#### What the exercise asks:
Quote, word for word, only the lines running from the line with "Spot the reflected" through the end of the listing. Leave out the pictures.
+++ Input data
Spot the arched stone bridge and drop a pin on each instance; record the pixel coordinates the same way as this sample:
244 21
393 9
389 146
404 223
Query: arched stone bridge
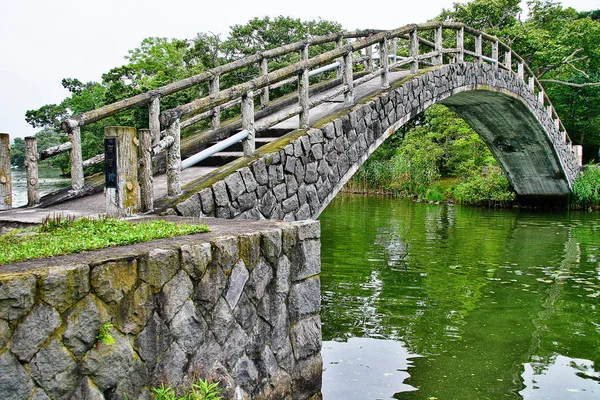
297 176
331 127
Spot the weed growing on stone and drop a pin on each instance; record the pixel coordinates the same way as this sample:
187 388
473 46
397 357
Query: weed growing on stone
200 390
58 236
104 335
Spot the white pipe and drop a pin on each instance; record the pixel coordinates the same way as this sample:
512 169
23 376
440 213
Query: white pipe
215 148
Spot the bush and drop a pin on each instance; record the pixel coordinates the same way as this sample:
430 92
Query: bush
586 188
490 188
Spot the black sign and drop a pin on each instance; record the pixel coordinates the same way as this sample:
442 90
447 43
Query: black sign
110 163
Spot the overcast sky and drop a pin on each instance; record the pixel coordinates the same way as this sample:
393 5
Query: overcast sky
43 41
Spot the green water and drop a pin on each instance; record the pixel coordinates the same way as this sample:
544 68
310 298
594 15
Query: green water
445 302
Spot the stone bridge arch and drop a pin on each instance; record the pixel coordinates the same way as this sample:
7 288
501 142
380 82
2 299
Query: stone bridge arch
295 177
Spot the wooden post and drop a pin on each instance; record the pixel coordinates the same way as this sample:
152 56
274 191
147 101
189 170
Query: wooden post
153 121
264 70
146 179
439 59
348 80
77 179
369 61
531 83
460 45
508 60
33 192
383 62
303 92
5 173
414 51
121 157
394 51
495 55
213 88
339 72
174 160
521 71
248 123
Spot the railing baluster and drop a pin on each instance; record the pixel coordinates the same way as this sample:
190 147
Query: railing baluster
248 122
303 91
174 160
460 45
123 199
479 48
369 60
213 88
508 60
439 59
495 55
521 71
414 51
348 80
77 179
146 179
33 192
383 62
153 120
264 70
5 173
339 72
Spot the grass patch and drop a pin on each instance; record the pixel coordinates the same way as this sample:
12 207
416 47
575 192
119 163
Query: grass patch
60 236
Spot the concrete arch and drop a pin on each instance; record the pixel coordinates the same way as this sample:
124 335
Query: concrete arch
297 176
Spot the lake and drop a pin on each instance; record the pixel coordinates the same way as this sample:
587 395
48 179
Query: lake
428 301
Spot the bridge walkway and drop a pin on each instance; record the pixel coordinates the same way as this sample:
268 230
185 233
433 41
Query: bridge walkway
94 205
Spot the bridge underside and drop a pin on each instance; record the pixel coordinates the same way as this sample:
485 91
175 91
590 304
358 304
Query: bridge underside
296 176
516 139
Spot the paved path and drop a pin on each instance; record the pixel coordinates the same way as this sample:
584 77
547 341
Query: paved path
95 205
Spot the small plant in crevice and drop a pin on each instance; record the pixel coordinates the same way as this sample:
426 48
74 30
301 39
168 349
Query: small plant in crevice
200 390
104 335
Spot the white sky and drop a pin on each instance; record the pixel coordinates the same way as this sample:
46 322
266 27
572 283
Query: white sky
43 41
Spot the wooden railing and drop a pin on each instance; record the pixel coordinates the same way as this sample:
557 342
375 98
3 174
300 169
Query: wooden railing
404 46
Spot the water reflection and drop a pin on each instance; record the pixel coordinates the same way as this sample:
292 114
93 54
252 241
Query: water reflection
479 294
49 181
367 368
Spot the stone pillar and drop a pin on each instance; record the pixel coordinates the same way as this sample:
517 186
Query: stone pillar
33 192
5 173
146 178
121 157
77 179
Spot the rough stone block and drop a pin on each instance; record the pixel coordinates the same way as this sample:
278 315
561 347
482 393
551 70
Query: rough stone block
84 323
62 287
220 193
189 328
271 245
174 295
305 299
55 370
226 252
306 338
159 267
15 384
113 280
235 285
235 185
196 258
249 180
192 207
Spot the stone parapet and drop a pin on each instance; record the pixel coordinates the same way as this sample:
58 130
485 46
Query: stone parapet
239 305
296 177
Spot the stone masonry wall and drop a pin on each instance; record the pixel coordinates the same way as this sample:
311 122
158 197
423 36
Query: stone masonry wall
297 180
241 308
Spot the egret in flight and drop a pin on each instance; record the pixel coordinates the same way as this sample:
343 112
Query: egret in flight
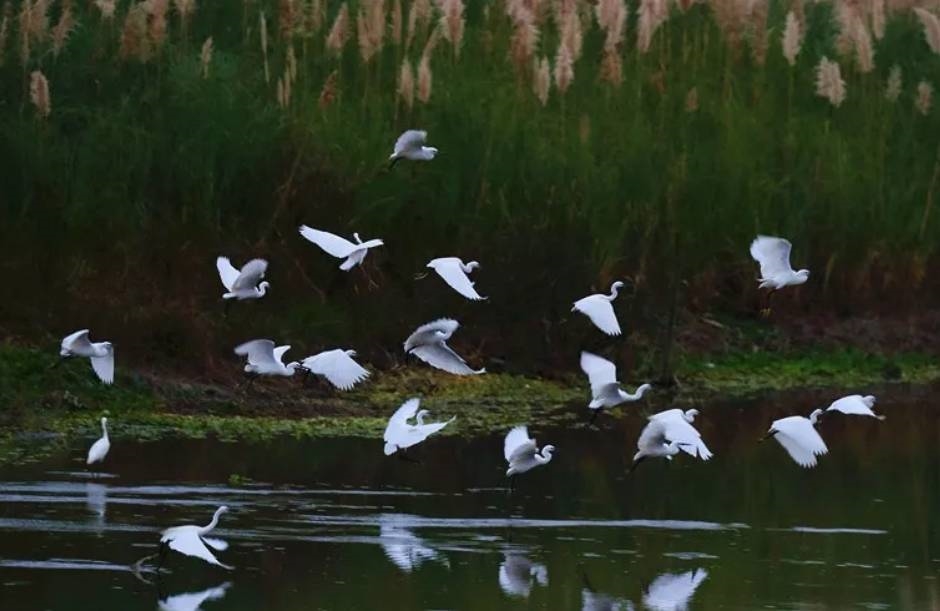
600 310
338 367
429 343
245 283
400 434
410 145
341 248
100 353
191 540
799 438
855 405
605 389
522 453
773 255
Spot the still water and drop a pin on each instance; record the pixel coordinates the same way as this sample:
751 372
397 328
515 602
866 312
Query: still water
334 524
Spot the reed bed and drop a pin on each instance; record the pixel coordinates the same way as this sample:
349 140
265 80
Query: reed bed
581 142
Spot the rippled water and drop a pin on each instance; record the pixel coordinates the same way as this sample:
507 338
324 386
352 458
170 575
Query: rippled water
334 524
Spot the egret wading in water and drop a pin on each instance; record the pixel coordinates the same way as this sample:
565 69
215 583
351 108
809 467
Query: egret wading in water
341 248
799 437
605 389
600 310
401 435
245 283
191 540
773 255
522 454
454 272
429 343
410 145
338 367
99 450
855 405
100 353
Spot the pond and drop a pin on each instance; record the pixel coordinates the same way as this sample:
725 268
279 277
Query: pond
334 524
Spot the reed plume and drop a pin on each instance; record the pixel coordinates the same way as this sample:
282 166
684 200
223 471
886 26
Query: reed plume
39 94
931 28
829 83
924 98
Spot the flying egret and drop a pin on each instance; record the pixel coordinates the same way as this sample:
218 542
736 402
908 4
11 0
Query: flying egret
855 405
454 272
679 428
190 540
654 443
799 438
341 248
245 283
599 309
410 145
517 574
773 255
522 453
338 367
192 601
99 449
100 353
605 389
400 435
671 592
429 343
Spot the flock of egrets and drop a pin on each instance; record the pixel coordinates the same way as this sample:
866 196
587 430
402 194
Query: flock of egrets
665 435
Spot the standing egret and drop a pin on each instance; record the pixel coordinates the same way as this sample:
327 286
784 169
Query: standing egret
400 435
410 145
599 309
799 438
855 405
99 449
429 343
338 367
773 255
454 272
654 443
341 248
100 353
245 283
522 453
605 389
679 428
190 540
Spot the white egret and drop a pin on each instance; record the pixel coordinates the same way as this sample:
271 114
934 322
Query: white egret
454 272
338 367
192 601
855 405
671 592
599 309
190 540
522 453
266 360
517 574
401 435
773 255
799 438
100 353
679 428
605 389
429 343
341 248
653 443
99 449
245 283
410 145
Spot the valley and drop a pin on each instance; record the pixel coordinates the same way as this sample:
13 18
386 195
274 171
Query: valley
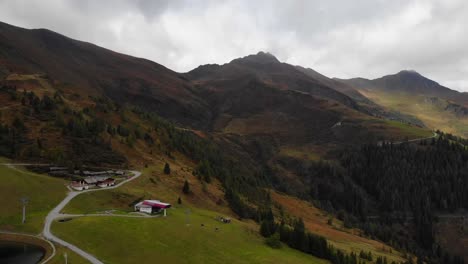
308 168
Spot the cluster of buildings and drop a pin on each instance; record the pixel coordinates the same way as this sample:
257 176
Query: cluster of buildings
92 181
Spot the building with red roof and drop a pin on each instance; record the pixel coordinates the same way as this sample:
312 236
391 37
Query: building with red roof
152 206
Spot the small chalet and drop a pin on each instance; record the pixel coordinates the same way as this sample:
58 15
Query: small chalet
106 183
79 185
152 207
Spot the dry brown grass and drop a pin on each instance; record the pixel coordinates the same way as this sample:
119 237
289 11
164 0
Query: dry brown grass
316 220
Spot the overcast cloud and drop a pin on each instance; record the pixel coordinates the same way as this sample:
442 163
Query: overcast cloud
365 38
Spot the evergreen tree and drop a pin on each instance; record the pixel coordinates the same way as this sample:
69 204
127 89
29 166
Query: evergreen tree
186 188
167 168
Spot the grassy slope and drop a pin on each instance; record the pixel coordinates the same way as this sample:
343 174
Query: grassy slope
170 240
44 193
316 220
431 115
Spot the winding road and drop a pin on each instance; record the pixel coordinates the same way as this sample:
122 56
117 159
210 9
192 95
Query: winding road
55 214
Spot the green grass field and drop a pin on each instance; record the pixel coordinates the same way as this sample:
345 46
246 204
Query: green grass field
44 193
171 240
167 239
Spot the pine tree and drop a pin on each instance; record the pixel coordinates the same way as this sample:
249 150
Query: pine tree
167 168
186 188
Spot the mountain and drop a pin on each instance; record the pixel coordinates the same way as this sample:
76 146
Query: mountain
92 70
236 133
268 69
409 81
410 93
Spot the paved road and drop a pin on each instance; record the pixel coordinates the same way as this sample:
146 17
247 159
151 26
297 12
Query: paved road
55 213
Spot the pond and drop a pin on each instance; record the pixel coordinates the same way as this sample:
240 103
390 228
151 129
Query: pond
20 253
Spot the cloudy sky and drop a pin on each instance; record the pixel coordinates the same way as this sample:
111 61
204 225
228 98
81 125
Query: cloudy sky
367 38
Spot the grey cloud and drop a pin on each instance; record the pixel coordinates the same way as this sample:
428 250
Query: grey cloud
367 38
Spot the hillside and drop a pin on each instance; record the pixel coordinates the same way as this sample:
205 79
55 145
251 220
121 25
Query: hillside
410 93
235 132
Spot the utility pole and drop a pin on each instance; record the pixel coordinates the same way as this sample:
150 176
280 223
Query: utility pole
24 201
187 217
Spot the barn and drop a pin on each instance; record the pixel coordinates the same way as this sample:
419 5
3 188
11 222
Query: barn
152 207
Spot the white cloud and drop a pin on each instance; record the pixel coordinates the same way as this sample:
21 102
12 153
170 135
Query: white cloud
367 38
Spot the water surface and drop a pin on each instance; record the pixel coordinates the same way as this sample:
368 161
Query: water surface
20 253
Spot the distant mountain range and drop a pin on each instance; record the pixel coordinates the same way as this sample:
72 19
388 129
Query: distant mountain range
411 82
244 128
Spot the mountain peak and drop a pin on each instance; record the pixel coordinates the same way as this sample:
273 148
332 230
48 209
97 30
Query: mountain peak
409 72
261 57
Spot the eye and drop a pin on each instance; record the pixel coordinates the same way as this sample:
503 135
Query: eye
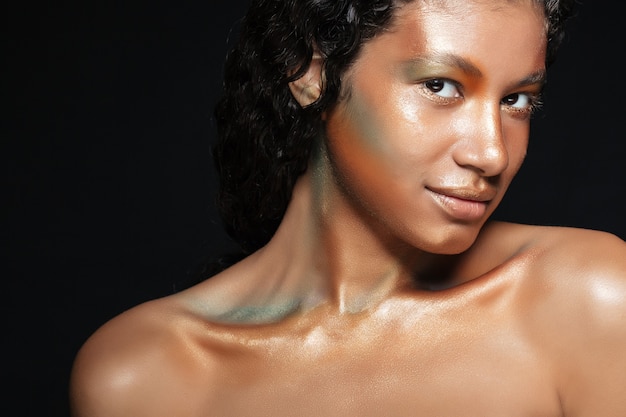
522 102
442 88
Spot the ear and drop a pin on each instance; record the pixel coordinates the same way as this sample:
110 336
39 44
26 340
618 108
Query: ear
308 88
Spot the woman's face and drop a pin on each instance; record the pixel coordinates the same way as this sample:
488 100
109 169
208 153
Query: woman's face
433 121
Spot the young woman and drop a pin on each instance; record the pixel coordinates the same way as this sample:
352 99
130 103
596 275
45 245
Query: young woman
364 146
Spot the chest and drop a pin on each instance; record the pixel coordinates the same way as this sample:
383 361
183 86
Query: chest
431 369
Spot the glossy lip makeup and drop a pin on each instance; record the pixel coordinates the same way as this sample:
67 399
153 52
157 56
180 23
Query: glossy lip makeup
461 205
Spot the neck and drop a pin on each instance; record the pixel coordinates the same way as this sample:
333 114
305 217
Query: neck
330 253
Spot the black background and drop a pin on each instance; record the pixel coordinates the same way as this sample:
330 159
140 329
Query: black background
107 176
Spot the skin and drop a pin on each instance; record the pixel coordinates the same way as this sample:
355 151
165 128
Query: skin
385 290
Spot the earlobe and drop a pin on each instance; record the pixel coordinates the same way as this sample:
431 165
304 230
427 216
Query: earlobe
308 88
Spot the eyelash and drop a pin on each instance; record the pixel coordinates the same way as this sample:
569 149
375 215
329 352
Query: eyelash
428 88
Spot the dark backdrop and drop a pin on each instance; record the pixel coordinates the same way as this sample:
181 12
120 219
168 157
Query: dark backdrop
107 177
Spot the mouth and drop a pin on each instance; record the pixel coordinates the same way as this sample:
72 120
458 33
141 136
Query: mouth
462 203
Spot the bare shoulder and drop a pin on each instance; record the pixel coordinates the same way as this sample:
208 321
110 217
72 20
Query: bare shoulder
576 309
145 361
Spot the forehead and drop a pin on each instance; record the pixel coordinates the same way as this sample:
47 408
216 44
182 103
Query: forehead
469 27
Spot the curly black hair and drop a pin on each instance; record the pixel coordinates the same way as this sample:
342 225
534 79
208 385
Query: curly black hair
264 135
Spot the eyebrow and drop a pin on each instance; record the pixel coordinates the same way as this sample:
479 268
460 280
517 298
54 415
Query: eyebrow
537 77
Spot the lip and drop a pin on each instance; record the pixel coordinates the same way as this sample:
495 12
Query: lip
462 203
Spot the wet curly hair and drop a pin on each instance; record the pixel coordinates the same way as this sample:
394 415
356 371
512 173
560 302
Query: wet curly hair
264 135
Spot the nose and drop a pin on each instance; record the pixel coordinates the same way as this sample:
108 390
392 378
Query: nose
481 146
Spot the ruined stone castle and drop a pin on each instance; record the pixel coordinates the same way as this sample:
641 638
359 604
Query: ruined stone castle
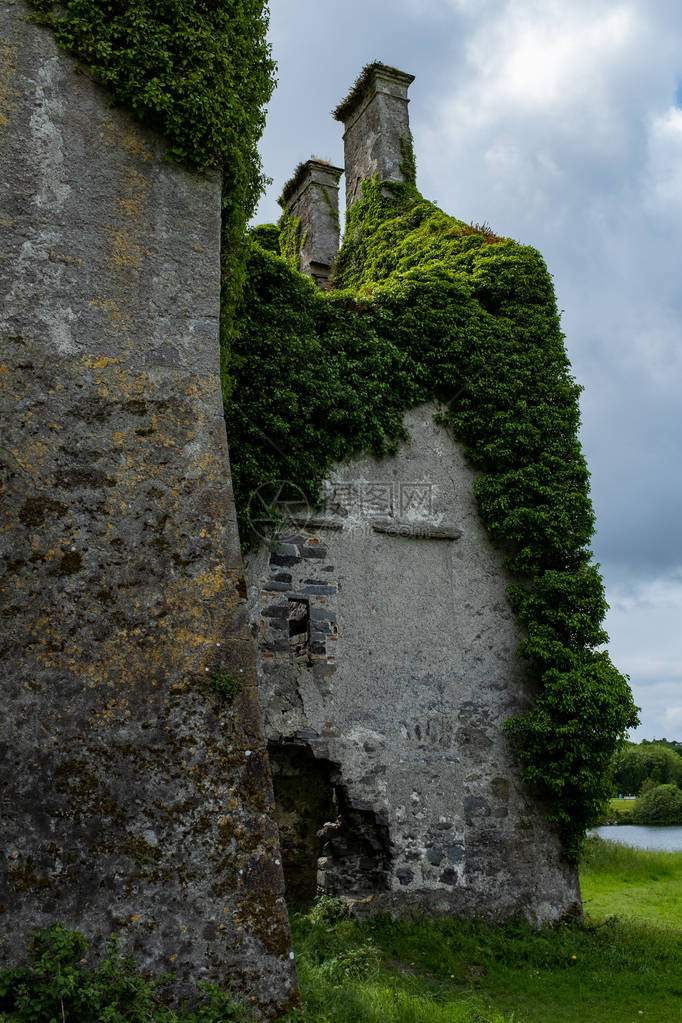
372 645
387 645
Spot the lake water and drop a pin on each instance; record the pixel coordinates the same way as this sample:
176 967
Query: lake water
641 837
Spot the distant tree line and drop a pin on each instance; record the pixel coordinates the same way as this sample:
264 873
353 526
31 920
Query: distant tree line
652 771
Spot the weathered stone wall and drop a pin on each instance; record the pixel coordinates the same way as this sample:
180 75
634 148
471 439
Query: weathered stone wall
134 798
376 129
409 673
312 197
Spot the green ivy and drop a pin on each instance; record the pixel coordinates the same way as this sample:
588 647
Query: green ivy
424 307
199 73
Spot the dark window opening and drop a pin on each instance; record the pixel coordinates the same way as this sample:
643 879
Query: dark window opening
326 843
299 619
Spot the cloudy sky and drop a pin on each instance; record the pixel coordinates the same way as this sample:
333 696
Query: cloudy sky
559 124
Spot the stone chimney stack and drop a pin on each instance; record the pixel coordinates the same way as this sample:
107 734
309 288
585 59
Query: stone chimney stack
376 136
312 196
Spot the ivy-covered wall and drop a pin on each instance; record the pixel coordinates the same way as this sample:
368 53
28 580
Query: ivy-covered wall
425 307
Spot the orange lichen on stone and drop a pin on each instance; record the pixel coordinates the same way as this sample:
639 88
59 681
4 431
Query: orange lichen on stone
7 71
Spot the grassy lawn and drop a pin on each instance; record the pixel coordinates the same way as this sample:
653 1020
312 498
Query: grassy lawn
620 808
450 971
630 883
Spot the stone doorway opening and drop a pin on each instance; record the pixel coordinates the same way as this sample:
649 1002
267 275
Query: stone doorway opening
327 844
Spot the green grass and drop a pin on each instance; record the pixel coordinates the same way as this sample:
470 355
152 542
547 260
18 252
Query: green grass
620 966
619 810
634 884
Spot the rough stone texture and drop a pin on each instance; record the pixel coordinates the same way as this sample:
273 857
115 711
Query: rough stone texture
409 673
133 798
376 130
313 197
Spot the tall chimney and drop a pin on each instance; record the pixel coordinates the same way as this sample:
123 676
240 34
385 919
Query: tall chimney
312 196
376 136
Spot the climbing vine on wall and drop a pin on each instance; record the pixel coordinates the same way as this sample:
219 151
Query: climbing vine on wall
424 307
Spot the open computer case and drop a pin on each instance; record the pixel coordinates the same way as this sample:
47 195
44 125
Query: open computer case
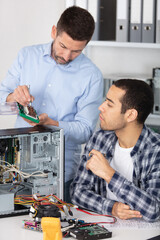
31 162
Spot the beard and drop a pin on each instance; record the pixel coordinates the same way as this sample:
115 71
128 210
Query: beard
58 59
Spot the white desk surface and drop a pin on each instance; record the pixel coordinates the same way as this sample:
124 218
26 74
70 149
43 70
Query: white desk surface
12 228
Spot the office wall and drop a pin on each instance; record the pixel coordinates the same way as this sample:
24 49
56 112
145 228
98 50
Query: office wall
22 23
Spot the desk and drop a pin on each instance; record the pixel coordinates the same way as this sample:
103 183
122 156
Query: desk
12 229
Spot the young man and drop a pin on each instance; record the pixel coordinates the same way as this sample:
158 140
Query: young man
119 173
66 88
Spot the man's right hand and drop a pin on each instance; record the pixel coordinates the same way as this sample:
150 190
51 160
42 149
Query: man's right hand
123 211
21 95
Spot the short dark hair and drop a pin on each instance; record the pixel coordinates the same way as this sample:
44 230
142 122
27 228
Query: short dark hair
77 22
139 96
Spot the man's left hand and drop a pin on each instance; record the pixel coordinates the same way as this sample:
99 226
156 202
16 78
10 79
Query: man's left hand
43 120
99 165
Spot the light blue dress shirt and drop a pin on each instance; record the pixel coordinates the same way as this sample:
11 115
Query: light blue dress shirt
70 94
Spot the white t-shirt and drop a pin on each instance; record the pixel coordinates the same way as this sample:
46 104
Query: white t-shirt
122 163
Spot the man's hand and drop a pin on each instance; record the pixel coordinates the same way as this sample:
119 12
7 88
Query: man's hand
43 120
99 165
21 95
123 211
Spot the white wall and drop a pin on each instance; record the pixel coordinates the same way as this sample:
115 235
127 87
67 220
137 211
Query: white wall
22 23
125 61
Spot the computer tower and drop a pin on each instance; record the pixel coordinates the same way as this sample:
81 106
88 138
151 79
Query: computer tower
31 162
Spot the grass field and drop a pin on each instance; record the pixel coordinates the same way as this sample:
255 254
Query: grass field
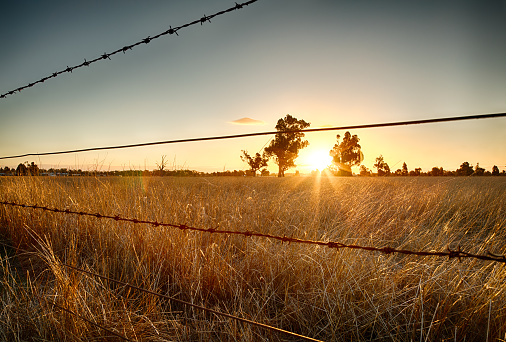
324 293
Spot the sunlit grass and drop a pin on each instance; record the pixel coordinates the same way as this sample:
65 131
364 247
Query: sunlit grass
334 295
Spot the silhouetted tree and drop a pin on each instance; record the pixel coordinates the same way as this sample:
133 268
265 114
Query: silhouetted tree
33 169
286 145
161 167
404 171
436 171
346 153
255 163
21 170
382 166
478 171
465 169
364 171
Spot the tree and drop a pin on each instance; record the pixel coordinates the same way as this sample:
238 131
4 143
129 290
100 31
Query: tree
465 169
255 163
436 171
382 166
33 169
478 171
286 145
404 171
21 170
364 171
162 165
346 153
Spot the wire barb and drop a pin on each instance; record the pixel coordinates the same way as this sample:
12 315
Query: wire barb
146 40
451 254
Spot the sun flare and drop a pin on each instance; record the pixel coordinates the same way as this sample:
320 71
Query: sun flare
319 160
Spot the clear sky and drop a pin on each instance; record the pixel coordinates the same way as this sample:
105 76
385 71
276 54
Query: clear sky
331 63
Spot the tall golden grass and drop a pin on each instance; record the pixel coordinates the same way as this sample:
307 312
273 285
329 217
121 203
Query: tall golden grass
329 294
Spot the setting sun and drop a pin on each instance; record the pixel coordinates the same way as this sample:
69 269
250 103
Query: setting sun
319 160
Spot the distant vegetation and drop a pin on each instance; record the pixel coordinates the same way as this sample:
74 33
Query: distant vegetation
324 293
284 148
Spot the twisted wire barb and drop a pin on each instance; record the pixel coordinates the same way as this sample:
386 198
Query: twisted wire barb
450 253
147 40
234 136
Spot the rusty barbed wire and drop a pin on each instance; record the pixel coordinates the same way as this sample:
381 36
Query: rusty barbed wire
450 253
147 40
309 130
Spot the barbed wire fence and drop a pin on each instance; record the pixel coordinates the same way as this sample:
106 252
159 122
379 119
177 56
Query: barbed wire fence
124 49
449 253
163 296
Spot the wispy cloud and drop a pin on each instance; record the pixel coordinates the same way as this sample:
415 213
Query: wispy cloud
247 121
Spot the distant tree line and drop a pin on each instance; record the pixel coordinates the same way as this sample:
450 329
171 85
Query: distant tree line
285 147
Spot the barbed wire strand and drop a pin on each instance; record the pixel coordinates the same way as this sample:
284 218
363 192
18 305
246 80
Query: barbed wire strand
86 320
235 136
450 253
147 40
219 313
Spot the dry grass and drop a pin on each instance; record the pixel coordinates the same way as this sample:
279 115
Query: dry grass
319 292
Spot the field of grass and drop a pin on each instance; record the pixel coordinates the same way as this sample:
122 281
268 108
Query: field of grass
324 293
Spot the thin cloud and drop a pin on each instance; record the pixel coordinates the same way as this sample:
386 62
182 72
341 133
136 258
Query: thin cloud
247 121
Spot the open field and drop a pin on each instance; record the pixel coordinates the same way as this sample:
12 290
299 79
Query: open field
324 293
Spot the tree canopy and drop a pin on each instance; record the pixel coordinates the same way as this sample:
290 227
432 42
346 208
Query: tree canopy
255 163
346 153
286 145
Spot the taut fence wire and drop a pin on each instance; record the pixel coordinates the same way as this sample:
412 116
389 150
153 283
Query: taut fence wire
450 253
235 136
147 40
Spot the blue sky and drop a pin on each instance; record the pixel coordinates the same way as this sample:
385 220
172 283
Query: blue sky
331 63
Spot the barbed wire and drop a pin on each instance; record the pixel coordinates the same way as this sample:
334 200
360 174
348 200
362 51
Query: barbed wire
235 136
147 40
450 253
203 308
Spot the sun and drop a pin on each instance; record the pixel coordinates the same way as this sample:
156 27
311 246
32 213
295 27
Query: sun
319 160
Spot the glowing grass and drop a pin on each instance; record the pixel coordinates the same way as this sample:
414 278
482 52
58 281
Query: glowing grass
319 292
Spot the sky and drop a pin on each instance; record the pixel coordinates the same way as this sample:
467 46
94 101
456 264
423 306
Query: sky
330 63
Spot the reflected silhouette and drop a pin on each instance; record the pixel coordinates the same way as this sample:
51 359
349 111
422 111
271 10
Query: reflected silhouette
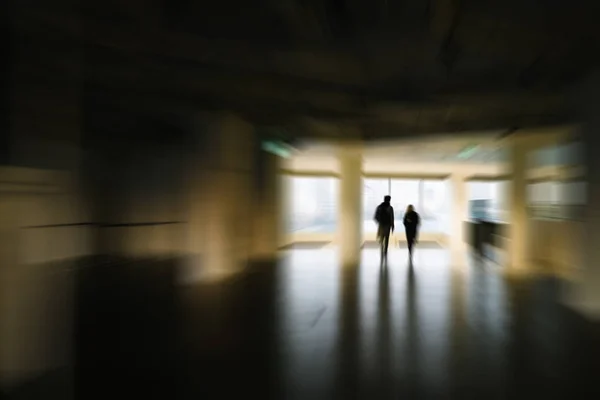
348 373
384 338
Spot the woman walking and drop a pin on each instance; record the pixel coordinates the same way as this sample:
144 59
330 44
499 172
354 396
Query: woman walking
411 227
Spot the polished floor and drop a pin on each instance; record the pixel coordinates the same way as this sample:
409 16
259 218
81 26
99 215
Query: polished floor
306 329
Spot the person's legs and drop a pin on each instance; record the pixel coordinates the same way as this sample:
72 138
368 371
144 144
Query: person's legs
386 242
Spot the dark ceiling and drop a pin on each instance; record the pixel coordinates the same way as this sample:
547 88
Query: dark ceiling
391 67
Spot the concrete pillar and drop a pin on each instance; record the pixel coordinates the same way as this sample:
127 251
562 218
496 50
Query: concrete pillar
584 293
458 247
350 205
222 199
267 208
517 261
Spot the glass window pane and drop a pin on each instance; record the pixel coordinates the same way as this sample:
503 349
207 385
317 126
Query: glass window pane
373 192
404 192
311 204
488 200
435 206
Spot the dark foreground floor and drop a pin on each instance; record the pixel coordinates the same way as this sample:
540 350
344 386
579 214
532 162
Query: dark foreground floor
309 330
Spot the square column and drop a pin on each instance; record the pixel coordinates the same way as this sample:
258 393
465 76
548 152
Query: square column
++++++
#### Right answer:
Spot the reflected silhouette and drop a pin on each instance; record the pixel coordinates the same way as this sample:
51 359
349 111
422 111
271 10
Query: reflected silhouette
348 373
384 338
Spot the woman walking and drop a pin on each instance; record the pixel coordinates the same way as this sample:
144 59
330 44
499 172
354 396
Query: woman walking
411 227
Spot the polished floor and drop a pin on each instance; record the pixel coordinates the same way as this sample:
409 16
259 218
81 26
99 215
Query: polished floor
306 329
Spot the person's legs and drop a pin on each instance; record the pixel coordinates the same way as this sample:
72 138
368 371
144 144
Query: person's legs
386 242
Spot the dark ceiling and drop a pin on each instance; record the pixel coordinates the same way as this sample:
547 88
Query: dark ceiling
391 67
Spot the concrete pillar and drop a pin on each instance; record the pixel coordinates the same way as this sample:
127 251
562 218
496 50
Query: concrete pillar
584 293
458 247
350 205
222 199
267 208
517 261
Spot the glass window pane and drop a pin on each instance; record the pixel coordinates the same way as this sample:
503 349
207 385
317 126
Query: glass window pane
373 192
404 192
311 204
488 200
435 206
Spot the dark foreground floor and drop a pin on each instance; record the pixel coordinates the same way as this sample:
540 350
344 386
579 214
532 162
Query: dark foreground floor
309 330
Spot the square column and drop a pin on each instance; record the pixel coordinates the same way as this sample:
258 393
465 76
548 152
Query: square column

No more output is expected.